### EXERCISE
Copy out, word for word, everything from the line containing "find the patterned" down to the end of the material, keeping both ends and leaving out any pictures.
Start
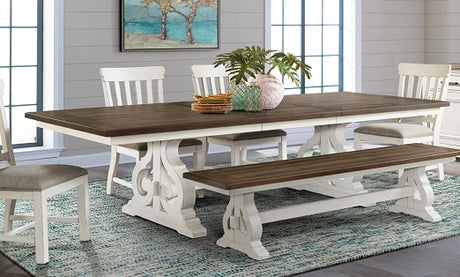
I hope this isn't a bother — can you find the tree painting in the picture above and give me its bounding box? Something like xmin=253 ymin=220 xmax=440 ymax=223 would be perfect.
xmin=121 ymin=0 xmax=219 ymax=51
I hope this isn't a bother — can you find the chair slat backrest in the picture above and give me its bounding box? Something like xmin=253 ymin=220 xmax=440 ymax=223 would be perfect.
xmin=398 ymin=63 xmax=451 ymax=136
xmin=0 ymin=79 xmax=16 ymax=166
xmin=398 ymin=63 xmax=451 ymax=100
xmin=191 ymin=64 xmax=229 ymax=96
xmin=100 ymin=66 xmax=165 ymax=107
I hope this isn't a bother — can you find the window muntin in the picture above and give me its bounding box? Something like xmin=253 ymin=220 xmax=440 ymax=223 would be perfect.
xmin=270 ymin=0 xmax=343 ymax=94
xmin=0 ymin=0 xmax=43 ymax=148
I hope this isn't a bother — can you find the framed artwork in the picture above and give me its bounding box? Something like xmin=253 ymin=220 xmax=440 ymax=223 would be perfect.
xmin=120 ymin=0 xmax=219 ymax=51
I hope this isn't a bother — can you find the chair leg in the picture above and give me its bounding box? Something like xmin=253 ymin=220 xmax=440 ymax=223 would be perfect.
xmin=107 ymin=146 xmax=120 ymax=195
xmin=278 ymin=136 xmax=287 ymax=160
xmin=78 ymin=178 xmax=91 ymax=241
xmin=230 ymin=144 xmax=241 ymax=166
xmin=240 ymin=146 xmax=248 ymax=164
xmin=197 ymin=138 xmax=209 ymax=169
xmin=352 ymin=133 xmax=363 ymax=183
xmin=34 ymin=192 xmax=49 ymax=264
xmin=353 ymin=133 xmax=363 ymax=150
xmin=438 ymin=163 xmax=444 ymax=181
xmin=3 ymin=199 xmax=16 ymax=234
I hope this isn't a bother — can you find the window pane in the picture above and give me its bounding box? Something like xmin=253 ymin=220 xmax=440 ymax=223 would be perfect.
xmin=11 ymin=28 xmax=37 ymax=66
xmin=305 ymin=26 xmax=321 ymax=55
xmin=0 ymin=29 xmax=10 ymax=66
xmin=0 ymin=0 xmax=10 ymax=26
xmin=323 ymin=26 xmax=339 ymax=55
xmin=323 ymin=0 xmax=340 ymax=24
xmin=12 ymin=0 xmax=37 ymax=26
xmin=0 ymin=68 xmax=10 ymax=105
xmin=323 ymin=57 xmax=339 ymax=85
xmin=11 ymin=106 xmax=37 ymax=144
xmin=270 ymin=26 xmax=283 ymax=50
xmin=270 ymin=0 xmax=283 ymax=24
xmin=305 ymin=57 xmax=322 ymax=87
xmin=284 ymin=26 xmax=301 ymax=56
xmin=305 ymin=0 xmax=322 ymax=24
xmin=11 ymin=67 xmax=37 ymax=105
xmin=284 ymin=0 xmax=301 ymax=24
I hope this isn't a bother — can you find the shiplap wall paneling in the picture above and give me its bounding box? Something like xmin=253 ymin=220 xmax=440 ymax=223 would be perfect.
xmin=362 ymin=0 xmax=425 ymax=95
xmin=63 ymin=0 xmax=264 ymax=156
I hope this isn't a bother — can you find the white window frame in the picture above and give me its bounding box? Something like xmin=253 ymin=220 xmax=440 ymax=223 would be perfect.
xmin=264 ymin=0 xmax=362 ymax=92
xmin=15 ymin=0 xmax=64 ymax=163
xmin=264 ymin=0 xmax=362 ymax=142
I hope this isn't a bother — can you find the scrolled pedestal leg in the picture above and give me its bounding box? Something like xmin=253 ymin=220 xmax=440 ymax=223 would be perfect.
xmin=122 ymin=140 xmax=206 ymax=238
xmin=216 ymin=193 xmax=270 ymax=260
xmin=389 ymin=167 xmax=442 ymax=222
xmin=292 ymin=124 xmax=367 ymax=197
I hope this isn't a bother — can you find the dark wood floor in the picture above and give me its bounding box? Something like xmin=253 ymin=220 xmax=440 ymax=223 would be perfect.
xmin=0 ymin=154 xmax=460 ymax=277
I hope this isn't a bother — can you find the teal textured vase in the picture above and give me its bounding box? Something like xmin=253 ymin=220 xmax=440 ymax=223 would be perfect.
xmin=244 ymin=85 xmax=263 ymax=112
xmin=228 ymin=82 xmax=247 ymax=111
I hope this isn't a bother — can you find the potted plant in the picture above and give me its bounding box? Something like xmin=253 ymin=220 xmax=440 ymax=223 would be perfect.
xmin=214 ymin=46 xmax=311 ymax=109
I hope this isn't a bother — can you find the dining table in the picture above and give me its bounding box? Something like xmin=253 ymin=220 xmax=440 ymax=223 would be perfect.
xmin=25 ymin=92 xmax=449 ymax=238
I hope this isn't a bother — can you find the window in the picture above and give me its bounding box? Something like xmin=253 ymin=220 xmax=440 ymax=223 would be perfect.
xmin=269 ymin=0 xmax=343 ymax=94
xmin=0 ymin=0 xmax=43 ymax=148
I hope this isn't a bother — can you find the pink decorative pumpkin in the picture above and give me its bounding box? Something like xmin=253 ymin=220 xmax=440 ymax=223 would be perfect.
xmin=255 ymin=74 xmax=284 ymax=110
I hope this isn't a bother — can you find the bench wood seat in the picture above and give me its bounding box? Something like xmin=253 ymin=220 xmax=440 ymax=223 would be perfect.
xmin=183 ymin=144 xmax=460 ymax=259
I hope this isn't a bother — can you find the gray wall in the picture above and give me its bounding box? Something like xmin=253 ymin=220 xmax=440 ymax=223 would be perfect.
xmin=63 ymin=0 xmax=460 ymax=156
xmin=425 ymin=0 xmax=460 ymax=63
xmin=63 ymin=0 xmax=264 ymax=156
xmin=362 ymin=0 xmax=425 ymax=95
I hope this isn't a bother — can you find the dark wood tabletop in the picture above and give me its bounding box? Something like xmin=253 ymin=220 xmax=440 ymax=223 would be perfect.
xmin=26 ymin=92 xmax=449 ymax=137
xmin=184 ymin=143 xmax=460 ymax=190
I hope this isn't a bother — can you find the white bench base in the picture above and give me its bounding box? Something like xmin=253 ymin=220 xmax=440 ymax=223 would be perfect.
xmin=217 ymin=166 xmax=441 ymax=260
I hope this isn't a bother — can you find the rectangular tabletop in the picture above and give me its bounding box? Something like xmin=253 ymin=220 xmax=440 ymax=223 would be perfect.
xmin=26 ymin=92 xmax=449 ymax=137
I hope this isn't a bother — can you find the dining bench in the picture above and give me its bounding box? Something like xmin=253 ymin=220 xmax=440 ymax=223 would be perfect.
xmin=183 ymin=144 xmax=460 ymax=260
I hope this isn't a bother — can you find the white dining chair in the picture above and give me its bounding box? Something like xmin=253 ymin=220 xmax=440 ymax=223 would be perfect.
xmin=354 ymin=63 xmax=451 ymax=180
xmin=0 ymin=80 xmax=91 ymax=264
xmin=191 ymin=64 xmax=287 ymax=166
xmin=100 ymin=66 xmax=204 ymax=195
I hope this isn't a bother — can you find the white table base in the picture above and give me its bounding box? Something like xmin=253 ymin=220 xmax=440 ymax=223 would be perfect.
xmin=292 ymin=124 xmax=367 ymax=197
xmin=122 ymin=140 xmax=206 ymax=238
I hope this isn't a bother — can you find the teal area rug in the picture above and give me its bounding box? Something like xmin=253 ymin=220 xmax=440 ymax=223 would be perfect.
xmin=0 ymin=172 xmax=460 ymax=276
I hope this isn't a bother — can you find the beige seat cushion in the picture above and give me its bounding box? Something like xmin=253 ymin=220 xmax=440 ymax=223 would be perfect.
xmin=219 ymin=130 xmax=286 ymax=141
xmin=121 ymin=139 xmax=202 ymax=151
xmin=355 ymin=123 xmax=433 ymax=138
xmin=0 ymin=164 xmax=88 ymax=191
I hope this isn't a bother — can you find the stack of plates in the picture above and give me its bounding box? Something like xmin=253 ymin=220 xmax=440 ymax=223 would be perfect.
xmin=192 ymin=93 xmax=232 ymax=113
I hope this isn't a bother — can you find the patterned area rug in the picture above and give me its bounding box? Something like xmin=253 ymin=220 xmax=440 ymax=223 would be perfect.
xmin=0 ymin=172 xmax=460 ymax=276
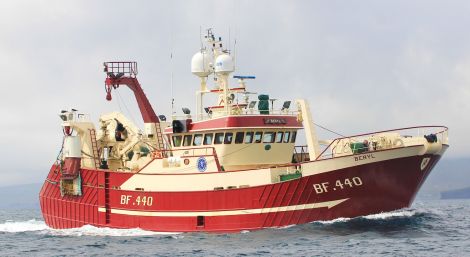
End
### SOLUTION
I hope this isn't a bother — can you find the patterned area rug in the picture above and give me its bounding box? Something like xmin=253 ymin=220 xmax=440 ymax=223 would be perfect.
xmin=0 ymin=172 xmax=460 ymax=276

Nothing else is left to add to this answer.